> _WORK INSTRUCTION_
Print nothing except the lines of the listing below from the line with "form (686, 130)." to the line with "Practice. Put a pin on the taillight", each exactly as written, both ends included.

> _SUPPLIED RECORDS_
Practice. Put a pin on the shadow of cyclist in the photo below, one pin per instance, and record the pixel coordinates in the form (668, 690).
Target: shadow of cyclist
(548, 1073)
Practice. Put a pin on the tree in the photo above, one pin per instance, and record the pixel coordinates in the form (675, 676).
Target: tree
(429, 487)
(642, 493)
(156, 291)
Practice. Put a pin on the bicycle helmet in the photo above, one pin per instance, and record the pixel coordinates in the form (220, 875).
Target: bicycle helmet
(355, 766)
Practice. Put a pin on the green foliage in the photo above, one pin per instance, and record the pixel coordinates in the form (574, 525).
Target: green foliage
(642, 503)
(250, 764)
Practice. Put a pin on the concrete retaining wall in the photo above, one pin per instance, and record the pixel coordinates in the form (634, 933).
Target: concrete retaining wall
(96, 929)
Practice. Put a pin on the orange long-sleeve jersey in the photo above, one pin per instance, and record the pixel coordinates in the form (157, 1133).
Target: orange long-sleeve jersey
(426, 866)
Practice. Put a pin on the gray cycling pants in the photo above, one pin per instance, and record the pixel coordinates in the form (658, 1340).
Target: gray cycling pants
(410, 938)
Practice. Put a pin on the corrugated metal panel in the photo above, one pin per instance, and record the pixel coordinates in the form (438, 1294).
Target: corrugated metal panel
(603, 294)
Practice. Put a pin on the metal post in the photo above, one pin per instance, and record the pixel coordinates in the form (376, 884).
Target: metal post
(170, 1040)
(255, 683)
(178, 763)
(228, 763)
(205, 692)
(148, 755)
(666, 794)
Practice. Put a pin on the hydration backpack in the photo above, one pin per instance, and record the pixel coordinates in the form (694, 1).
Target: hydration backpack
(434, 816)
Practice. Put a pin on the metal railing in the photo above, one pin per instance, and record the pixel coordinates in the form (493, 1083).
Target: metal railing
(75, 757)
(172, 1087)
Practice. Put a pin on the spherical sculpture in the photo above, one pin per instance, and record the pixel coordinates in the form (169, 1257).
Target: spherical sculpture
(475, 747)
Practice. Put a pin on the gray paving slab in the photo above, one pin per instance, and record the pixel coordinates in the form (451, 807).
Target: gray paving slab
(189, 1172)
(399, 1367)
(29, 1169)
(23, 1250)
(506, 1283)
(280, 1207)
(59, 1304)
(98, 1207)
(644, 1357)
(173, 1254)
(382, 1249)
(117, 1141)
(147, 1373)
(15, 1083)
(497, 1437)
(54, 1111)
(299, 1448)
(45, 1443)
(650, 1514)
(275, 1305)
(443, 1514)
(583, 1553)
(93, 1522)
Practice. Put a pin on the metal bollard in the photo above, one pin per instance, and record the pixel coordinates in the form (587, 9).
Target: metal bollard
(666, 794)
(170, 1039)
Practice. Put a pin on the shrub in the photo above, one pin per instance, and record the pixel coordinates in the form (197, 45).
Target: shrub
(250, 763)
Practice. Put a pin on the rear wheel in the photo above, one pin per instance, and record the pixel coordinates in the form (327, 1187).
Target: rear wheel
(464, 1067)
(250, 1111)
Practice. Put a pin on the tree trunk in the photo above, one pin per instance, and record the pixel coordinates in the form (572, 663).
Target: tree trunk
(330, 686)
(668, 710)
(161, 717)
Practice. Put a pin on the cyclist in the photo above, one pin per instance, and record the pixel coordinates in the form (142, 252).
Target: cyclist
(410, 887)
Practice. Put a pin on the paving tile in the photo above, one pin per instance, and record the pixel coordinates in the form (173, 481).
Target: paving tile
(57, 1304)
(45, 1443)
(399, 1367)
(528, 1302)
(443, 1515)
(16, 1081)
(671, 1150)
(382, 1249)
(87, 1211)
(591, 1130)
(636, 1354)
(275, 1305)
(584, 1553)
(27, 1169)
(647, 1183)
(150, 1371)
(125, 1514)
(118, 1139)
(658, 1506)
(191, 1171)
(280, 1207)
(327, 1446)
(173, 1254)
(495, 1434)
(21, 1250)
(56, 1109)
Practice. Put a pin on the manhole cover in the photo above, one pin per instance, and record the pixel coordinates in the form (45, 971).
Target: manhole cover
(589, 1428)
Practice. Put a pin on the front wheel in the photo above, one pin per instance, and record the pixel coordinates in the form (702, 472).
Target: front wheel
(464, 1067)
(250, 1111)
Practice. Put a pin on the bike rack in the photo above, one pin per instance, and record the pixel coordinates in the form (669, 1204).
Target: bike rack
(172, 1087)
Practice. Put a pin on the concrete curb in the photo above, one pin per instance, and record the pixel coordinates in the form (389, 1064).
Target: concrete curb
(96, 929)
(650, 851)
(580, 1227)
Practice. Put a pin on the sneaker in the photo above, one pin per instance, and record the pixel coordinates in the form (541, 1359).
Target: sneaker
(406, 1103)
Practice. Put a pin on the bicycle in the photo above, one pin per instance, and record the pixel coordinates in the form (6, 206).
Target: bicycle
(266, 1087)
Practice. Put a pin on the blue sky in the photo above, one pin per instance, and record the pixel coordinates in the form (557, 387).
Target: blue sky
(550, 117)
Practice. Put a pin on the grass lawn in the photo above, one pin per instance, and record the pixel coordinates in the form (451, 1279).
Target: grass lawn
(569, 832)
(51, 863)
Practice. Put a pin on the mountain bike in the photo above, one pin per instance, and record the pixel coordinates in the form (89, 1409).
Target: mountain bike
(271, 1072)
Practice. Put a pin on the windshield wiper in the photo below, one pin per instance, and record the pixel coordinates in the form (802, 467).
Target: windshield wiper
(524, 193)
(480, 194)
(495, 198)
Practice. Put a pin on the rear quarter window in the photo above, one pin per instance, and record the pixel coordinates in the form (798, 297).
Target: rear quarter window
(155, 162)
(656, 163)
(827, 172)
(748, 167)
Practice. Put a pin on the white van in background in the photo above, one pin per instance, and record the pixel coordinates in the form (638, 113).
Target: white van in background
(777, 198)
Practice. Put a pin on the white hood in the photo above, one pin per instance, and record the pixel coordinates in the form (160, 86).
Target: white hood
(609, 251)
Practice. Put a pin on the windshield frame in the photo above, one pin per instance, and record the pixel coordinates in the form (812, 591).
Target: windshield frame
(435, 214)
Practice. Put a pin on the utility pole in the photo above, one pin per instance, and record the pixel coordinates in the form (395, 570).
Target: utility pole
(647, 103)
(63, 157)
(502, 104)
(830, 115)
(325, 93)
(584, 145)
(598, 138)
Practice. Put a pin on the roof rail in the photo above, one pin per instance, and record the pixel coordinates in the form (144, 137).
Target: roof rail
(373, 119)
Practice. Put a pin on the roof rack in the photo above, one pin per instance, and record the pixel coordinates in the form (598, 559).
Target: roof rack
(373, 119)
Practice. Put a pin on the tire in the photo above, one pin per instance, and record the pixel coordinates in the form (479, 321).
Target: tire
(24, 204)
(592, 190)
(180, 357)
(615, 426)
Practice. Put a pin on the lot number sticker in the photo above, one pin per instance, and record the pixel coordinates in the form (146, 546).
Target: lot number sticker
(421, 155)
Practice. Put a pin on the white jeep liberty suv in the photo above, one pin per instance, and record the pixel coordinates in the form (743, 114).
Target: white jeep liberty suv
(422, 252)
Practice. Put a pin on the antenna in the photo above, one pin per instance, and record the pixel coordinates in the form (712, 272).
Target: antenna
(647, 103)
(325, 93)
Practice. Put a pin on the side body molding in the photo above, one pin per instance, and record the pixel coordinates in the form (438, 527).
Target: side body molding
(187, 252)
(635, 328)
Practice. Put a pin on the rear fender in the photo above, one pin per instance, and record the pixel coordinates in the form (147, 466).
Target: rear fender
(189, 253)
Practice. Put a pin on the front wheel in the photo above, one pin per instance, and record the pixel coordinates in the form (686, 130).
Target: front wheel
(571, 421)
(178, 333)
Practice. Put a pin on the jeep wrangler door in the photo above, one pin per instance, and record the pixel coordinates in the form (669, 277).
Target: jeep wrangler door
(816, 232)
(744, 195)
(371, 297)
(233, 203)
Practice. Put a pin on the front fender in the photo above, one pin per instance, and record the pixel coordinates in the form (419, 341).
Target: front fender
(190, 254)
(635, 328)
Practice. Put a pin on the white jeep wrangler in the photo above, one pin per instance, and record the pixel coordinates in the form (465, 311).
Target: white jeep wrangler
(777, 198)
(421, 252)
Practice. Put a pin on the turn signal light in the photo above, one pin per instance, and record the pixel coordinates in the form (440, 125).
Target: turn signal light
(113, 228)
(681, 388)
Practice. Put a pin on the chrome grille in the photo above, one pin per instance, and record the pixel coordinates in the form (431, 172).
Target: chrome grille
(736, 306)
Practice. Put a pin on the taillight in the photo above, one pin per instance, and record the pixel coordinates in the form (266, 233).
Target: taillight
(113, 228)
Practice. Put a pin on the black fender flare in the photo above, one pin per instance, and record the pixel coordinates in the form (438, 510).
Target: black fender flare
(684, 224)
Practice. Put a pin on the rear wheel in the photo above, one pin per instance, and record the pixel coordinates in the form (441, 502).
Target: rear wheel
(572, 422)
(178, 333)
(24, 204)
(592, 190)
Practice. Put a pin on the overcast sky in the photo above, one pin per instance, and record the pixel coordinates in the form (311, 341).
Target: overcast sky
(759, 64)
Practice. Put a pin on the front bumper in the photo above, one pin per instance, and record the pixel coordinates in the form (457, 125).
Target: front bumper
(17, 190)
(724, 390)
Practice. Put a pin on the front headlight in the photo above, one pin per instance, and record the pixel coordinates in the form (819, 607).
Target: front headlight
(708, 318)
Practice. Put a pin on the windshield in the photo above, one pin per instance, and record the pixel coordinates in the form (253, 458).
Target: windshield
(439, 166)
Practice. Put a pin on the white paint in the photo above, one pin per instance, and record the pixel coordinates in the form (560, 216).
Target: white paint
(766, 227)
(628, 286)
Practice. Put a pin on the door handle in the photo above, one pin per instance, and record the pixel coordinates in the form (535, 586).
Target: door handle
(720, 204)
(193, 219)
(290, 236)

> _ANSWER TO THIS PROBLEM_
Practice. Put a pin on the front wheel in the photo above, one pin per instance, and record the pixel coordinates in the form (686, 130).
Target: front wheel
(571, 421)
(178, 333)
Practice. Put a pin on the jeep wrangler door in the photo above, one pin per instance, and record the pixel coordinates in the form (669, 277).
Target: jeep wrangler door
(816, 232)
(744, 195)
(371, 297)
(233, 203)
Practice. Put a pin on the front fender in the photo above, one pin per instance, and record the pixel coordinates in the form (419, 341).
Target: front fender
(190, 254)
(635, 328)
Practice. Put a pin on the white jeep wrangler in the photo above, one pin per instance, and record the pixel coordinates in the form (465, 311).
Target: white jeep wrangler
(777, 198)
(421, 252)
Practice. Put a pin on the turn signal light in the photo above, one pin per instance, and record the pixel coordinates in the form (440, 125).
Target: turn signal light
(113, 228)
(681, 388)
Practice. Put a pin on the chrome grille in the photo above, one pin per instance, and record the pixel coordinates in the form (431, 172).
Target: chrome grille
(736, 306)
Practice. Put a pin on the taillight in the photo above, one pin per instance, and record the pixel coordinates in the form (266, 233).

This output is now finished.